• _Material to process_:
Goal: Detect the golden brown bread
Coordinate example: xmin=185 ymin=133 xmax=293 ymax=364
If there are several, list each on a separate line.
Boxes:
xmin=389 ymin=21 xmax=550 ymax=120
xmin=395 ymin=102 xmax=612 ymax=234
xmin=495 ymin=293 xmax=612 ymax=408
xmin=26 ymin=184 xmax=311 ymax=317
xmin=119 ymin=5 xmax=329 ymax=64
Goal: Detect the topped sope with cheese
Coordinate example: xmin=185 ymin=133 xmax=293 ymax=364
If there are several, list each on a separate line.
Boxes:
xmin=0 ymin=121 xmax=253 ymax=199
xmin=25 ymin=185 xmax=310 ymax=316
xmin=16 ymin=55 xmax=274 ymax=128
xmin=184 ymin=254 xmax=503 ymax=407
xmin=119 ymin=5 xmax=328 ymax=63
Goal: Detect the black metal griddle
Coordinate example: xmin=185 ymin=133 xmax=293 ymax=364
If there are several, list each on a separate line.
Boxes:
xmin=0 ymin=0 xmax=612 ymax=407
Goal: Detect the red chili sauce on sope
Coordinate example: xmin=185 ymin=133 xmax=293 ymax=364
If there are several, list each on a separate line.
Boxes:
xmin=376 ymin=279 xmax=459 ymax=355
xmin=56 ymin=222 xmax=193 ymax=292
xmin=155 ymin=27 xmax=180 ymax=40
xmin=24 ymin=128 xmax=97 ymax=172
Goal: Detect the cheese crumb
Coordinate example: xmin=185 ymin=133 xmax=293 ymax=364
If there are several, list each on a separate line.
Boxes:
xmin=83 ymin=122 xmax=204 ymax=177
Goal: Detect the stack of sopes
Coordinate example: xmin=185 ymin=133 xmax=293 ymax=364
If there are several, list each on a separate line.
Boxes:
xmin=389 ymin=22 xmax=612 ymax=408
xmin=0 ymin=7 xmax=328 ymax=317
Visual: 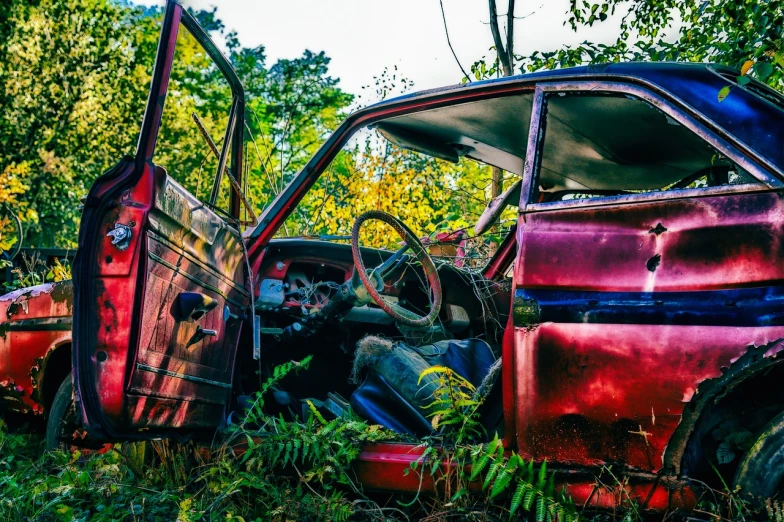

• _Stated problem_: Could you print all of the records above word for word, leaving out any pictures?

• _Solution to the exercise_:
Goal: Detect the golden brown bread
Coordinate example: xmin=185 ymin=133 xmax=293 ymax=364
If there are several, list each on a separate line.
Boxes:
xmin=389 ymin=21 xmax=550 ymax=120
xmin=395 ymin=102 xmax=612 ymax=234
xmin=495 ymin=293 xmax=612 ymax=408
xmin=26 ymin=184 xmax=311 ymax=317
xmin=119 ymin=5 xmax=329 ymax=64
Goal: Detect the topped sope with cheese
Coordinate example: xmin=185 ymin=133 xmax=293 ymax=364
If there are several, list each on a separate line.
Boxes:
xmin=0 ymin=121 xmax=253 ymax=199
xmin=25 ymin=185 xmax=310 ymax=316
xmin=16 ymin=55 xmax=274 ymax=128
xmin=184 ymin=254 xmax=503 ymax=407
xmin=119 ymin=5 xmax=328 ymax=63
Goal: Detect the black metal griddle
Coordinate example: xmin=185 ymin=133 xmax=293 ymax=364
If there are several, list each on a separate line.
Boxes:
xmin=0 ymin=0 xmax=612 ymax=407
Goal: Detect the red chili sauce on sope
Coordinate example: xmin=185 ymin=133 xmax=293 ymax=364
If there are several, list each on a separate line.
Boxes:
xmin=376 ymin=279 xmax=459 ymax=355
xmin=56 ymin=222 xmax=193 ymax=292
xmin=155 ymin=27 xmax=180 ymax=40
xmin=24 ymin=128 xmax=97 ymax=172
Goal: Detect the cheese crumb
Coordinate example: xmin=185 ymin=133 xmax=293 ymax=364
If there are several, list each on a separate line.
Boxes:
xmin=83 ymin=122 xmax=204 ymax=177
Goal: Detect the stack of sopes
Coordinate example: xmin=185 ymin=133 xmax=293 ymax=364
If there are several, list each on a separate line.
Boxes:
xmin=389 ymin=22 xmax=612 ymax=408
xmin=0 ymin=7 xmax=328 ymax=317
Visual: 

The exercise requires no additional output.